(Saved data entries)
>>>
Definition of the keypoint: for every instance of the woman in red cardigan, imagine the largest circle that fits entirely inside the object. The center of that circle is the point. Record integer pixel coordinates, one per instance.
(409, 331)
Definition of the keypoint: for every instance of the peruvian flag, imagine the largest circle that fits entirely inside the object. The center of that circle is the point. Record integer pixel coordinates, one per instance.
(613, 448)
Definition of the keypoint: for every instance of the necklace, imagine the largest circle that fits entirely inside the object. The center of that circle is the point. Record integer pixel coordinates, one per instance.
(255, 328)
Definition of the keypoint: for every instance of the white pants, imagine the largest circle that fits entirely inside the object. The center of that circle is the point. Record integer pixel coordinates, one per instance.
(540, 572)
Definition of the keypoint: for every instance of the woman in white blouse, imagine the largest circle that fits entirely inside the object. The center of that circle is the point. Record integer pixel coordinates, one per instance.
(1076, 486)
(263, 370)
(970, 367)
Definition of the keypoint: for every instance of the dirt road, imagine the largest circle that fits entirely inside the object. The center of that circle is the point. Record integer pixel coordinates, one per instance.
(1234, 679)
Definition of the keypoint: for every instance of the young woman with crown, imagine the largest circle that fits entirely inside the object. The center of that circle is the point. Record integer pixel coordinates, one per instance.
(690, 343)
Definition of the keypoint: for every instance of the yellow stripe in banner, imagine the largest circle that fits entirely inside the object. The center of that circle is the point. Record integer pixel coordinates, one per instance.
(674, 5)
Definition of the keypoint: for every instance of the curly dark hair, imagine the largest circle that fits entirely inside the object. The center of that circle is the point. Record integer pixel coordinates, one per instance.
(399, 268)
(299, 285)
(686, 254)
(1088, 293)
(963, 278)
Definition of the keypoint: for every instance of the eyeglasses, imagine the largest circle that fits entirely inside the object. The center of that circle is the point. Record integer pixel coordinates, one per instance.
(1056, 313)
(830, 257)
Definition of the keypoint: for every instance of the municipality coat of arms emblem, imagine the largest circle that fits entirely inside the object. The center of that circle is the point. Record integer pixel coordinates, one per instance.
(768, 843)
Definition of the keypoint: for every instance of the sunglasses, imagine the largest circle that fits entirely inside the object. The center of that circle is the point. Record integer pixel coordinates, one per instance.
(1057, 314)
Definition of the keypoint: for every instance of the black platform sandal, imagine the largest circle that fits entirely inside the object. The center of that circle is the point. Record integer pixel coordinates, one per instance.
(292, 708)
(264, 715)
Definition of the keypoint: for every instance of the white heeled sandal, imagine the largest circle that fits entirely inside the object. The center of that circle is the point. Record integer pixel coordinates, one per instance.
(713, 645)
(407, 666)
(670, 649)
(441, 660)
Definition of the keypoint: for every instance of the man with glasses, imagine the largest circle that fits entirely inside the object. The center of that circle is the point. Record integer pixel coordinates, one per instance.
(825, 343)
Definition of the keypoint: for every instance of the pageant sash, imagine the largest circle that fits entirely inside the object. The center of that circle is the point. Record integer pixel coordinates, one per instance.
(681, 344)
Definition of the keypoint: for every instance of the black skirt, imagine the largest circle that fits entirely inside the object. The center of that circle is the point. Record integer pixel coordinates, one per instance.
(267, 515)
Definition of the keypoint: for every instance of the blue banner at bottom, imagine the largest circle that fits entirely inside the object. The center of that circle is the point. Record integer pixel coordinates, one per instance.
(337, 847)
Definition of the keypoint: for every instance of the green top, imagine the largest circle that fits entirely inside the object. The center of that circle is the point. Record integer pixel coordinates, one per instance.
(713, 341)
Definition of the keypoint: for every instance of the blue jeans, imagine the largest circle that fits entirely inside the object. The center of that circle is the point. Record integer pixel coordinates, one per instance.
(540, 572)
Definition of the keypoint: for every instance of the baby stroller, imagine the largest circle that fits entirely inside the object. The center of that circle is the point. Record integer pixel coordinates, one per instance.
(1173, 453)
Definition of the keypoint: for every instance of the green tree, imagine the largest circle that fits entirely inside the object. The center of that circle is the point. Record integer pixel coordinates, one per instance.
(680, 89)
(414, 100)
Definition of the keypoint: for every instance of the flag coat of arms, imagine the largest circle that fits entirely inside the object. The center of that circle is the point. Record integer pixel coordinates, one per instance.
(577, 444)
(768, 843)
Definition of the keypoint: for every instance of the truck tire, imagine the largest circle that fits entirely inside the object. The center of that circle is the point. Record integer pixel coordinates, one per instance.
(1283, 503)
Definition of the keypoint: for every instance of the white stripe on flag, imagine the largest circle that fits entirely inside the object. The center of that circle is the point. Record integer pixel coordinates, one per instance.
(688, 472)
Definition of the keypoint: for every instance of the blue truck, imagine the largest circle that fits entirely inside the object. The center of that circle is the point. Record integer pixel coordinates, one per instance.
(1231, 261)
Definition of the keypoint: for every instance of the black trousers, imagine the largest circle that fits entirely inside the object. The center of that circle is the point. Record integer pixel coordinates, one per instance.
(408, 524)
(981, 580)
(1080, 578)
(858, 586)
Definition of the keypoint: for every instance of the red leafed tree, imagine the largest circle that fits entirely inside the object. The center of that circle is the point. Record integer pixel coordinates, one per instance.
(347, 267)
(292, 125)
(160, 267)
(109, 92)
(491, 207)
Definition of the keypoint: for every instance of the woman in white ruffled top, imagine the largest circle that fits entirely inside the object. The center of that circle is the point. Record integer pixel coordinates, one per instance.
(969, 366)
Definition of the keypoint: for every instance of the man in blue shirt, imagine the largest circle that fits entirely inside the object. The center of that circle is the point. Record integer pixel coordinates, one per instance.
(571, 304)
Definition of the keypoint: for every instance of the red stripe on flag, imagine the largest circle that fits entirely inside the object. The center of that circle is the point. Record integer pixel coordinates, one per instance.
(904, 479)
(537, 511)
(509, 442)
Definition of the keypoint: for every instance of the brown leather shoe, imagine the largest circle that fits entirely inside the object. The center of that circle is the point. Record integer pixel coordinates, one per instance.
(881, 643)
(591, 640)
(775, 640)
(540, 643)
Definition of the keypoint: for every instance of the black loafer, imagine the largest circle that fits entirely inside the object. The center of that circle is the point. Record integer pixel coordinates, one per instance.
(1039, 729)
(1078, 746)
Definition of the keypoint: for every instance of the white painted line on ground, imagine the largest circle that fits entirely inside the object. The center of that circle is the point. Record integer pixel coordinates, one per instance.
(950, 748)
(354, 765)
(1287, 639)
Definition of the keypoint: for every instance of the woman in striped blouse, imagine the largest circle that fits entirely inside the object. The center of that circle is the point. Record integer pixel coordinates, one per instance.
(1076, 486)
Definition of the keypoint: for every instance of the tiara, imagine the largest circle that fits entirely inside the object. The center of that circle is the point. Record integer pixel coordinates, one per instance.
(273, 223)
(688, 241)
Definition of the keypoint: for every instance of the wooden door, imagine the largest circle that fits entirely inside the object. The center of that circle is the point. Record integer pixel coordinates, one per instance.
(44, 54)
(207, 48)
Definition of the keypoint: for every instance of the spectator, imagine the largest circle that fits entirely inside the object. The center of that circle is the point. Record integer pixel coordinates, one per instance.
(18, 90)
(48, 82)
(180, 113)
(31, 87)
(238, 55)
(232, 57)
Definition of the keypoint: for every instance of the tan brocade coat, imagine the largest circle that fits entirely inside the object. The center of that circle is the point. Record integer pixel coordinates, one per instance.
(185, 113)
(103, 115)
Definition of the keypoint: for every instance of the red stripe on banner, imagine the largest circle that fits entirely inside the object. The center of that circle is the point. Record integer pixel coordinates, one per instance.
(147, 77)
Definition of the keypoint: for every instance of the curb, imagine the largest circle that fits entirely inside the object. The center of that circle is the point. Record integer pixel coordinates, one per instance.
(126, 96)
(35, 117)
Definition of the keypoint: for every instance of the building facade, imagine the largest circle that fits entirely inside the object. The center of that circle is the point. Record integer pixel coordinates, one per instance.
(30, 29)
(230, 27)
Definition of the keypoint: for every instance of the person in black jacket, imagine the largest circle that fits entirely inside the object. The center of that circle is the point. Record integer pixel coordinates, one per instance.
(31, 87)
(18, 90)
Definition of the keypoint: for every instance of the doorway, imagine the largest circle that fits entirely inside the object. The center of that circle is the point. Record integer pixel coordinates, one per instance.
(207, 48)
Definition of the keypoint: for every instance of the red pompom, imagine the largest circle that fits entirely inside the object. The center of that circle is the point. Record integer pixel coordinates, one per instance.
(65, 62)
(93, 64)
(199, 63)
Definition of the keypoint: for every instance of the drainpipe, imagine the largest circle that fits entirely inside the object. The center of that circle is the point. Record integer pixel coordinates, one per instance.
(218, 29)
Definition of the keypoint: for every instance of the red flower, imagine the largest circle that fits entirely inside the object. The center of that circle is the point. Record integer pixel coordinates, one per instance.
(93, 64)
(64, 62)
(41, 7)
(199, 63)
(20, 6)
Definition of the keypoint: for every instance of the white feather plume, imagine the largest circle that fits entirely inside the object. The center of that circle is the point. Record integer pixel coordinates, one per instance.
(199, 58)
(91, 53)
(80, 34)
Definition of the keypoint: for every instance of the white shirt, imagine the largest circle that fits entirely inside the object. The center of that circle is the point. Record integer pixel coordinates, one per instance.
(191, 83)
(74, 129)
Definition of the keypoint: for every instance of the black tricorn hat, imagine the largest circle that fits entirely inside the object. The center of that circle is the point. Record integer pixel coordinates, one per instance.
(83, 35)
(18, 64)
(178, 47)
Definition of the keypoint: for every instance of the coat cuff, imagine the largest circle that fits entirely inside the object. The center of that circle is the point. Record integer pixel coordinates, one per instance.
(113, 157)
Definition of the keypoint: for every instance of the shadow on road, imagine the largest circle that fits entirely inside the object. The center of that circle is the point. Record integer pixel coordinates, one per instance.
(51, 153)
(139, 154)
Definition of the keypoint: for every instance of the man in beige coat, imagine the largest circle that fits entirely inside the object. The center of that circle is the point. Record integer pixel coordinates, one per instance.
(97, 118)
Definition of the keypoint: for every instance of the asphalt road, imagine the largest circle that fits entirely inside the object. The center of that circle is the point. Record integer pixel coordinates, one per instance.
<<<
Format the lines from the one containing "Definition of the keypoint: for every instance of the curly" up to and including the one containing "(1088, 293)" as a JSON list of strings, one string per line, leaving out blank lines.

* **Solution**
[
  "Definition of the keypoint: for every instance of the curly dark hair, imagine the largest circle that fits entirely inside the object. The center of that circle is the point. Record integer pixel coordinates, one per instance.",
  "(399, 268)",
  "(299, 285)",
  "(686, 254)",
  "(1088, 293)"
]